Data about object locations:
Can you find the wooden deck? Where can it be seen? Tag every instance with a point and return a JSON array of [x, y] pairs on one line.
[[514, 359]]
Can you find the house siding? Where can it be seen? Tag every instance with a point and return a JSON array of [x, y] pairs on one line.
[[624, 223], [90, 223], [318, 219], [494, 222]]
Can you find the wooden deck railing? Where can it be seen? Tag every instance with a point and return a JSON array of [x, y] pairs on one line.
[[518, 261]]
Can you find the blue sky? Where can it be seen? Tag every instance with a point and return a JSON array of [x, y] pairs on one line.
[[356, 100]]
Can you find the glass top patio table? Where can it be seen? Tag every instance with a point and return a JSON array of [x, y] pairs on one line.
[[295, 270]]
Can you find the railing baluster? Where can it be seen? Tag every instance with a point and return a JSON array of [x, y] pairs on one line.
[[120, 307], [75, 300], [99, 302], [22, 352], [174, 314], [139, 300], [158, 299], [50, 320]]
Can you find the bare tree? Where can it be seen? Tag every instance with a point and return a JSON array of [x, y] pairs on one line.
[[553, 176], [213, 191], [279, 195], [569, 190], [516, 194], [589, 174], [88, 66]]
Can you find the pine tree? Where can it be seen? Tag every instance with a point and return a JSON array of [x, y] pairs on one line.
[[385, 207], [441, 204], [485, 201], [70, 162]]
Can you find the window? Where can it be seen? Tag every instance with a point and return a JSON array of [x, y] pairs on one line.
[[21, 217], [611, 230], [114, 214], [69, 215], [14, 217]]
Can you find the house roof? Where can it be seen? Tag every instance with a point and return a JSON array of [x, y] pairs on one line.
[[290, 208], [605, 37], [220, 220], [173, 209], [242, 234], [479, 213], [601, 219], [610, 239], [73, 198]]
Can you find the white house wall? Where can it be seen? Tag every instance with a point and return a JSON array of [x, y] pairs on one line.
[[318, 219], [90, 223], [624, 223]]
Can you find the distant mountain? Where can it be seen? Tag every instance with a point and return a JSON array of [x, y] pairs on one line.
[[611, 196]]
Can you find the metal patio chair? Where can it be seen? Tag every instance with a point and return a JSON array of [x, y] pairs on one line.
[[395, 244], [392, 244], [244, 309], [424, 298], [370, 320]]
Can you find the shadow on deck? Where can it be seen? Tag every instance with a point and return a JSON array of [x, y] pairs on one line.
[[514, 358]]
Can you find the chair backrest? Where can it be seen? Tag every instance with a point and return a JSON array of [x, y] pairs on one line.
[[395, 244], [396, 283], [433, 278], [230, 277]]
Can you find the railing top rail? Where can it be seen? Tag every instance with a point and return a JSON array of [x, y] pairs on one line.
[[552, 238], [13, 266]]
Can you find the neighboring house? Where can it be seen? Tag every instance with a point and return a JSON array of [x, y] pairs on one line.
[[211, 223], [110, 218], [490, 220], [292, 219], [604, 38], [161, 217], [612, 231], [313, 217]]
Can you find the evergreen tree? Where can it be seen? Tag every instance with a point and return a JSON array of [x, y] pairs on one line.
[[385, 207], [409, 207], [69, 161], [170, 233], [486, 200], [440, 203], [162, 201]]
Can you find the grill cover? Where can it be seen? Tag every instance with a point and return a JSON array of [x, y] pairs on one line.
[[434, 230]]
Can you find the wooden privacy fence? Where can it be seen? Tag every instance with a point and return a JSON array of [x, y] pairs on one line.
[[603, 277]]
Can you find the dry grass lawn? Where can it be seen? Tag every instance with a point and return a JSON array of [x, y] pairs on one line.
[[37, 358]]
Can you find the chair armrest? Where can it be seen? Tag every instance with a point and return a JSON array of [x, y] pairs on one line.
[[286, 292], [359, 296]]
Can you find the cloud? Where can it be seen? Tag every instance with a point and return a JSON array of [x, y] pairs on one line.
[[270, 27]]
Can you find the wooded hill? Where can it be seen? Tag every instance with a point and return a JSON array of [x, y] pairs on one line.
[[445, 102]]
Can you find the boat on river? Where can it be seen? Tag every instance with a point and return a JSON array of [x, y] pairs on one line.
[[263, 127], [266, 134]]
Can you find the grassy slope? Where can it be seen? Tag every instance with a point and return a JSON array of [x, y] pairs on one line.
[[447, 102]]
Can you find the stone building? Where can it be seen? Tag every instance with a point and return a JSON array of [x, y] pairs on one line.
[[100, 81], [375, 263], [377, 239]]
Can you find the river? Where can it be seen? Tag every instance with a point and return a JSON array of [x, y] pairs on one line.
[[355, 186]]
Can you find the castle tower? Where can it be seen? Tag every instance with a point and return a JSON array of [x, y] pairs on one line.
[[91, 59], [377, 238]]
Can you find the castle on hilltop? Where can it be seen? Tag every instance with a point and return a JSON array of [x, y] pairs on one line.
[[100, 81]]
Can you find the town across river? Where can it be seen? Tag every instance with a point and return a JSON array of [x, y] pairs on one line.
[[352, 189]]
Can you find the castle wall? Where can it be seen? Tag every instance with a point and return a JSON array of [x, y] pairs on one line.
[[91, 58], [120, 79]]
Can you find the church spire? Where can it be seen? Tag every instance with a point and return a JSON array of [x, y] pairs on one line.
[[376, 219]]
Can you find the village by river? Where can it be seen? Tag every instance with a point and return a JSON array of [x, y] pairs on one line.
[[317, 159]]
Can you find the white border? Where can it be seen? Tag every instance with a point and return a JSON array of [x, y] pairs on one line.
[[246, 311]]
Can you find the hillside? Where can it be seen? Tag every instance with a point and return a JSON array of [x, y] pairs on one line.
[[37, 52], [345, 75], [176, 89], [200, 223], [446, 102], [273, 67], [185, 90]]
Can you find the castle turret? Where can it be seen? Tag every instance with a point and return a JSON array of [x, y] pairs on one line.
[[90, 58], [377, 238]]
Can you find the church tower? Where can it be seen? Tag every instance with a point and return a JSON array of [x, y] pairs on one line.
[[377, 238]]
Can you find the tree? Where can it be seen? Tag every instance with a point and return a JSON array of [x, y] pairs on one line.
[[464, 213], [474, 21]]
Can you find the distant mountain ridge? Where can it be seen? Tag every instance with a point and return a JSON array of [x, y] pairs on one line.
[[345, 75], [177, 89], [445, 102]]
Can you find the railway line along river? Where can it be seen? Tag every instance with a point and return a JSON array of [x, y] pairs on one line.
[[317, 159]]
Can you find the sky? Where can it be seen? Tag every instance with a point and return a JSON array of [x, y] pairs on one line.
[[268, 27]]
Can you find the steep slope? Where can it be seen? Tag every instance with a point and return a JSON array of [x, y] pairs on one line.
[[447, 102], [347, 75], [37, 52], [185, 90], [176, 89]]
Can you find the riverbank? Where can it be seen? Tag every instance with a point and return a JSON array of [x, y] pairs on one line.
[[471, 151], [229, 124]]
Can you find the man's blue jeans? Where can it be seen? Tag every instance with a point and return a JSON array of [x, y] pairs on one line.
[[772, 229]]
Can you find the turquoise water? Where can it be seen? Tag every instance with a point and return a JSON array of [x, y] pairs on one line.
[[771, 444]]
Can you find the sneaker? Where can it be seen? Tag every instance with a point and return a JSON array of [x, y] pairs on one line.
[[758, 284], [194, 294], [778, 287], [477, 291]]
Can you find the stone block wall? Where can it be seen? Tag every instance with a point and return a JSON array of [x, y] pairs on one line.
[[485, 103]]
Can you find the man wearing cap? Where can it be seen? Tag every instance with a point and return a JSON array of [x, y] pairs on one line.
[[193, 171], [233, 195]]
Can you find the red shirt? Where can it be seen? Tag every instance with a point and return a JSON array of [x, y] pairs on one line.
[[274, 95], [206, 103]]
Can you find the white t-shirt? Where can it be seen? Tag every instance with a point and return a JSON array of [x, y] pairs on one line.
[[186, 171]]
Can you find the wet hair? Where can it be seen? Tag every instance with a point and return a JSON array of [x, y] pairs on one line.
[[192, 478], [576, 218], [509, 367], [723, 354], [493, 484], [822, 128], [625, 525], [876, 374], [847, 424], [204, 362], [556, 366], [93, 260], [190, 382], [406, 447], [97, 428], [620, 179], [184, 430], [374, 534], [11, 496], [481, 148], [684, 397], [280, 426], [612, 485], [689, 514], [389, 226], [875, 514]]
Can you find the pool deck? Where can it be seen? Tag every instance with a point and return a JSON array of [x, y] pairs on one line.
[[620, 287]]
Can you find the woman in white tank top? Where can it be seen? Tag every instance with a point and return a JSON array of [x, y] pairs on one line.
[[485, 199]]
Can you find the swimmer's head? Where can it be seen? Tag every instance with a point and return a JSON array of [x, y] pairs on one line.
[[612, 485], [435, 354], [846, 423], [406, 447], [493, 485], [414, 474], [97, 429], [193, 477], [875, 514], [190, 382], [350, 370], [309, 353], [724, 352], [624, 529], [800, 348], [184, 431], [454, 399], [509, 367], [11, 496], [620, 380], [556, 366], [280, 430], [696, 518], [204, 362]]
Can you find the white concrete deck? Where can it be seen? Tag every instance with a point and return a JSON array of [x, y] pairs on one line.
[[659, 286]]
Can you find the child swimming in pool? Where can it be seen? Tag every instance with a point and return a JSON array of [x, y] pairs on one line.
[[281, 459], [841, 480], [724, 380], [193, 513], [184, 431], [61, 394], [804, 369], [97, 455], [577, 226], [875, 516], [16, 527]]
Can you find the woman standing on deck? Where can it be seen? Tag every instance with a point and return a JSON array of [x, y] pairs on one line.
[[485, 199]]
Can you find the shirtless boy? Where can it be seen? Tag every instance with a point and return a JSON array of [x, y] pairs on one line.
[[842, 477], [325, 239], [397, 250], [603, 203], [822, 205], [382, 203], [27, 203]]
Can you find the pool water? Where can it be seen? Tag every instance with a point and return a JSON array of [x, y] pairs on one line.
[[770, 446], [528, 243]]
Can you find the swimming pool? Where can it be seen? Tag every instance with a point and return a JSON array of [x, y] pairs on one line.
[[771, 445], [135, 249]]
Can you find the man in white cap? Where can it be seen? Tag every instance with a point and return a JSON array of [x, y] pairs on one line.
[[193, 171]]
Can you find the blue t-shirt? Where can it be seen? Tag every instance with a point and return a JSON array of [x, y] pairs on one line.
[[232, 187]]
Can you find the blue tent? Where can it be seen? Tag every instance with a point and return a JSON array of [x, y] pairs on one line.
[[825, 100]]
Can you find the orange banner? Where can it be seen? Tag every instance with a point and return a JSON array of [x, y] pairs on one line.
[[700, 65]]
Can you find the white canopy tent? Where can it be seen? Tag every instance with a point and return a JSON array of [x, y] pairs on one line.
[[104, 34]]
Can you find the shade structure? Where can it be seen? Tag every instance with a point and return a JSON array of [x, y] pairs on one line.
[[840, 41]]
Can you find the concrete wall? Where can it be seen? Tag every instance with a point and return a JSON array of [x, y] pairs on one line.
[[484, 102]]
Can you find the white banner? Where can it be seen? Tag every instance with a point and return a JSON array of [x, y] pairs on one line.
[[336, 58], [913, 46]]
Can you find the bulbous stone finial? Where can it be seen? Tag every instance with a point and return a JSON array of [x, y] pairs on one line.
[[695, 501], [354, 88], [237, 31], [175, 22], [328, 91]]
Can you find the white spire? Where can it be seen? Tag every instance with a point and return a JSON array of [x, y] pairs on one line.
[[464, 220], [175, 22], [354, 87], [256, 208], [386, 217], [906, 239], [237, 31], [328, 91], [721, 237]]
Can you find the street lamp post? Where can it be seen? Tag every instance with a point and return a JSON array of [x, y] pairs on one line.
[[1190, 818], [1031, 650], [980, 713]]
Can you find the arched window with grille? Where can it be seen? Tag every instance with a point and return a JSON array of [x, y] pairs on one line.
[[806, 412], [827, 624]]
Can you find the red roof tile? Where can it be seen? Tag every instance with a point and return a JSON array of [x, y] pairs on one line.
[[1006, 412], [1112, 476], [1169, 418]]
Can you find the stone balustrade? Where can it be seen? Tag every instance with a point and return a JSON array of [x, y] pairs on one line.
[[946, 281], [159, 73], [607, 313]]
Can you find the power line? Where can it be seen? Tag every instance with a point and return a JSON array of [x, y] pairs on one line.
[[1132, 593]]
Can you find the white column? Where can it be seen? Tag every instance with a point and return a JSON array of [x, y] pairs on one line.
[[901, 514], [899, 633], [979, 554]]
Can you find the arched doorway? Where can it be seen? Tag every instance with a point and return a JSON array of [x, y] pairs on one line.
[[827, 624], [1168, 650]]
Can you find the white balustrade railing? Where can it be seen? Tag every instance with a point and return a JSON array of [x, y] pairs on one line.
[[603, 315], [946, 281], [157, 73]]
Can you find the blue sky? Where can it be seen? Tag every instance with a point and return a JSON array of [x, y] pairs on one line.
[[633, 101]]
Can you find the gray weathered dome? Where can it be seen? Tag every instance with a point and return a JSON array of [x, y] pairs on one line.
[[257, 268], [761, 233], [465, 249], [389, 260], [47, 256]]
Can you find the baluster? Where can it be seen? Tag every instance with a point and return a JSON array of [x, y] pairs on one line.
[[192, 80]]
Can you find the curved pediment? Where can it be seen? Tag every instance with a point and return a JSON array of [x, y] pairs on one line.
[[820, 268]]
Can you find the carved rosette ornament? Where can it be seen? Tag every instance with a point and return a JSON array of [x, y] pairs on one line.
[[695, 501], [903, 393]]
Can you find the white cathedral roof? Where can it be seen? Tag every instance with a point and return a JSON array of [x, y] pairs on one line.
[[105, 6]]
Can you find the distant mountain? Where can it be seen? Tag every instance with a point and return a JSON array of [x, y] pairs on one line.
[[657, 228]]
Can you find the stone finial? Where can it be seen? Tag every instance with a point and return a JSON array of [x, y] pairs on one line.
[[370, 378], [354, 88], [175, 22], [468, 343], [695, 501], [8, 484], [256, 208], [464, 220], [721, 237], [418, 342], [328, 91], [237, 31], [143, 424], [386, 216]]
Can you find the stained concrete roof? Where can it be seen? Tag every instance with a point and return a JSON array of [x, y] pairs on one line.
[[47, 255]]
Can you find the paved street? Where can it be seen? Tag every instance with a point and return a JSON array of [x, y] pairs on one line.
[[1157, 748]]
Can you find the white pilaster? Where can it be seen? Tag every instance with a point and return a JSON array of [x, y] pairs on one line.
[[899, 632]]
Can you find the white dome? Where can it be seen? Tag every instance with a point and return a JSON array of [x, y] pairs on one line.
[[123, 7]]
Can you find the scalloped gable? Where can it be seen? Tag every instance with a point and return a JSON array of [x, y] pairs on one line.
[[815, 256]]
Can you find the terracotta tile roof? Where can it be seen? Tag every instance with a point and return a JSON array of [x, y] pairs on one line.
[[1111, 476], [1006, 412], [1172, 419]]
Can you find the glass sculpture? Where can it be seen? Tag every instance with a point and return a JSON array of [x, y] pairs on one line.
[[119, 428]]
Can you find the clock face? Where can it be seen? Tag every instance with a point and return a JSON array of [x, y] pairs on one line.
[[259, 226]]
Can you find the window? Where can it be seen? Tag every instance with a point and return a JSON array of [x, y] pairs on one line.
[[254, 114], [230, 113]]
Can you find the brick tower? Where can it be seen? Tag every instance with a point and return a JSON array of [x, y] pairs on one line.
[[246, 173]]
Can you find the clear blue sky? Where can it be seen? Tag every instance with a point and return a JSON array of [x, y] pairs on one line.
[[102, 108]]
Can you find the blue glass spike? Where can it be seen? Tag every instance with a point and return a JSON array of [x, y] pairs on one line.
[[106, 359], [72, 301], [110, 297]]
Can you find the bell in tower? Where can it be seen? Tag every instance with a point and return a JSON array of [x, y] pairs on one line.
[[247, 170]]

Work instructions: Copy the data again word for word, from the line containing "Can you find the blue glass" to the line containing "[[106, 359], [72, 301], [110, 297]]", including both of those lines.

Result:
Can you find the blue glass spike? Where can it be seen? Tag every instance with a point and return a JSON array of [x, y] pairs on one line.
[[106, 359], [72, 301], [110, 297]]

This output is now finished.